DOCUMENT EXCERPT

▶

Postby Abiding in His Word on Fri Oct 09, 2009 3:49 am

This was the Berean Call newsletter yesterday and thought it might add some perspective:

Change Not Annihilation

"Jesus said unto her, I am the resurrection, and the life: he that believeth in me, though he were dead, yet shall he live: And whosoever liveth and believeth in me shall never die. Believest thou this?' (John 11:25-26).

One thing that I notice immediately is the mysterious relationship between blood and life. God had instructed Israel about this link. "The life of a creature is in the blood," God said, "and I have given it to you to make atonement for yourselves on the altar; it is the blood that makes atonement for one's life" (Leviticus 17:11). This instruction concerning blood and the atonement was at the very heart of Israel's religion and her relationship with God. The blood was considered mysterious and sacred. Israelites were never to ingest blood.

The second thing I note is the relationship between sin and death. As human beings, we do not know all there is to know about death. There are religious groups who claim to believe in the annihilation of the human soul and the end of all existence. (Annihilation means to withdraw something from existence.) In the scriptural account of creation God made something out of nothing. But there is no instance in Scripture where God reverses the process of creation and calls an existing thing back into nothingness. Nor is there the concept of annihilation in nature. It is hard, then, to understand why some people want to introduce annihilation into the kingdom of God.

◀

GIVEN PROBLEM 1
Print the part of the forum post from "Change Not Annihilation" up to and including "this?' (John 11:25-26).".
The forum post has no connection to the listing that comes after it.

SOURCE DATA
▶

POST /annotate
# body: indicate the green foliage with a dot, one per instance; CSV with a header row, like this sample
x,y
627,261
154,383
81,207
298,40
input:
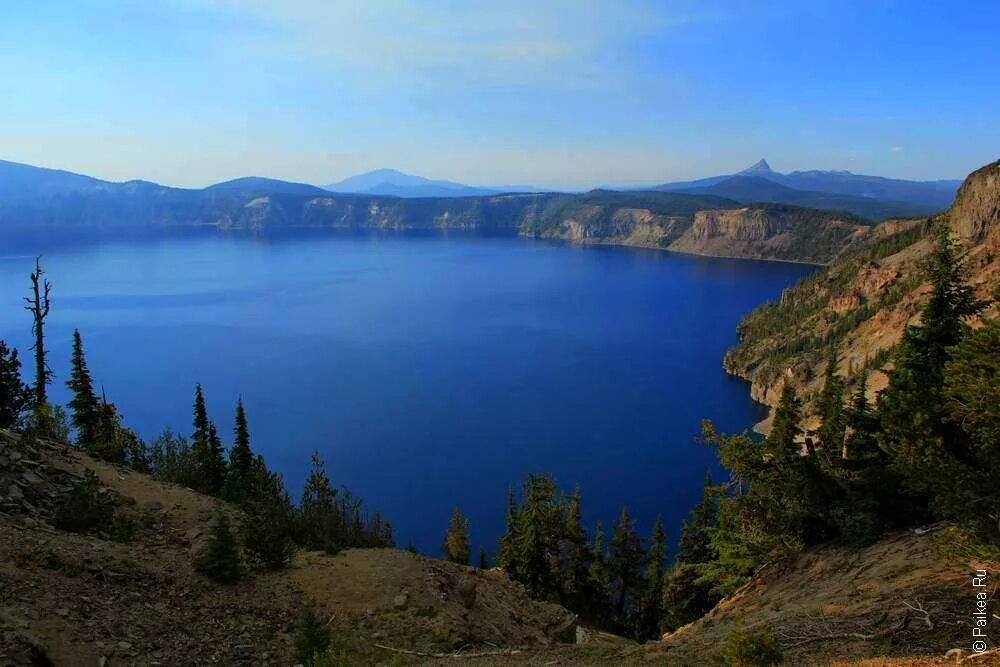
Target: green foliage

◀
▶

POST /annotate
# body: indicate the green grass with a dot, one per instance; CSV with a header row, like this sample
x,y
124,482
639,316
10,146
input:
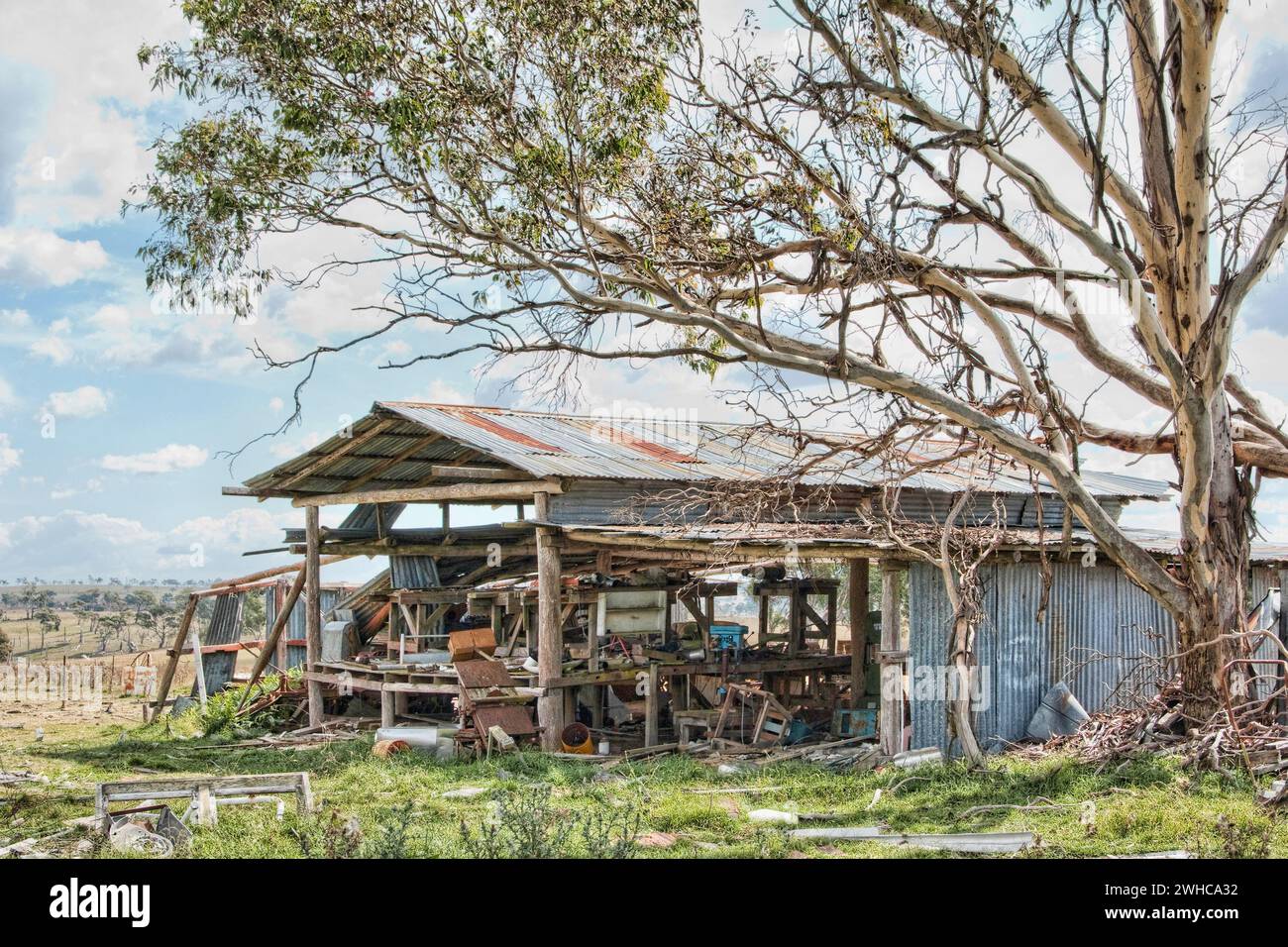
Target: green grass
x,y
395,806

◀
▶

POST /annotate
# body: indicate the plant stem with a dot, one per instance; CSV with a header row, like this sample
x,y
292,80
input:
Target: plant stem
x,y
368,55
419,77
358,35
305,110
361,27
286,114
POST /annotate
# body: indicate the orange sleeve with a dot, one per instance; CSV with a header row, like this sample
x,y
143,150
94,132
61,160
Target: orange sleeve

◀

GIVEN PROBLEM 2
List each line of the listing that contains the word "sample".

TASK SOLUTION 1
Change Not Annihilation

"Jesus said unto her, I am the resurrection, and the life: he that believeth in me, though he were dead, yet shall he live: And whosoever liveth and believeth in me shall never die. Believest thou this?' (John 11:25-26).

TASK SOLUTION 2
# body: indicate the green foliage with a dot, one per instance; CSV with a header row, like this sample
# body: indicate the green grass with a dot, one per instance; CSV with a header row, like this sample
# body: indicate the plant stem with a dot, one per instance; CSV with a header row, like this sample
# body: indicate the orange sleeve with a dot, one per instance; CSV with a header row, like this sample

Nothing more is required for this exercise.